═══ Data extract ═══
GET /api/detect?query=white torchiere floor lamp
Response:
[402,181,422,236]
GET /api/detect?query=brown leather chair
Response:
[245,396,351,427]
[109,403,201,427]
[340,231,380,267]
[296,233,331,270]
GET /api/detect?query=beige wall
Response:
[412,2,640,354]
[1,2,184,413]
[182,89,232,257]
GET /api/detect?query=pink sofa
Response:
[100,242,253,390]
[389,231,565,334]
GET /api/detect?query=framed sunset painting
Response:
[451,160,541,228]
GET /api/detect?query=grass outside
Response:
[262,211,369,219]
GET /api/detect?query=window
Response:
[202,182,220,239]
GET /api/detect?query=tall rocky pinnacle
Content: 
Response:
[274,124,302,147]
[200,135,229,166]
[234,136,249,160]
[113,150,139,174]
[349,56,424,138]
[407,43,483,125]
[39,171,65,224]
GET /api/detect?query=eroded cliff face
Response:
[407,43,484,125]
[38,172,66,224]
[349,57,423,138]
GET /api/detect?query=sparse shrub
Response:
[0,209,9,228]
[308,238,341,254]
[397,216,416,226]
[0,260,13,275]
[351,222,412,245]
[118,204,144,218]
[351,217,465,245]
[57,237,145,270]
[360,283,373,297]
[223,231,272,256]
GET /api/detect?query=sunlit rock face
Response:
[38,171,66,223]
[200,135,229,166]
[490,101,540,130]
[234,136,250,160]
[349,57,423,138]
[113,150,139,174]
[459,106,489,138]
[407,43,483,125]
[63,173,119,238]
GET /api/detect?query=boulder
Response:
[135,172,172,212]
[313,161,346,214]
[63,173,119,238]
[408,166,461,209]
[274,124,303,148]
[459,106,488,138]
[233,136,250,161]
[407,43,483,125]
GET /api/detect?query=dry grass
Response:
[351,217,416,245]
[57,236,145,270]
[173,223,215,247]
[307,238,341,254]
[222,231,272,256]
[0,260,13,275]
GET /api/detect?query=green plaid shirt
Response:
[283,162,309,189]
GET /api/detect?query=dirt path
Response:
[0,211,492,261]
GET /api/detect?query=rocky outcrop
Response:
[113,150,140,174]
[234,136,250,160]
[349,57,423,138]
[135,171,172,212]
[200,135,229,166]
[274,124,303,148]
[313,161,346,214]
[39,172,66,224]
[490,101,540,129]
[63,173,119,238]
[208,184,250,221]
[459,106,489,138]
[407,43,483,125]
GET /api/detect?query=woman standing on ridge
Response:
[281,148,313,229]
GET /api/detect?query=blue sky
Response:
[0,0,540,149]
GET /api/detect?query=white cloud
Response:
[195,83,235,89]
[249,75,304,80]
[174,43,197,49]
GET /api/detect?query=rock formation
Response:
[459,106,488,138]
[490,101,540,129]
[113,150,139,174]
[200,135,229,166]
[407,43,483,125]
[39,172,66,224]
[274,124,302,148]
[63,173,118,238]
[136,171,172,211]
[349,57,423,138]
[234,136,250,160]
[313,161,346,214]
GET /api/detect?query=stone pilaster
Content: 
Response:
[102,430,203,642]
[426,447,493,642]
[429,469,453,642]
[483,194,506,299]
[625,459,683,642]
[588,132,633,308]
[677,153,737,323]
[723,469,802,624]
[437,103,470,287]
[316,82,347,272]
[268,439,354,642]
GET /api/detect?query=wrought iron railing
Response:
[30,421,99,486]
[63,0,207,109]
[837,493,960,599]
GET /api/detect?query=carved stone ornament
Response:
═══
**What the task requires:** Please state how many lines of the data above contain the string "stone". Case counts, and the reply should be the number alone.

**Result of the task:** 2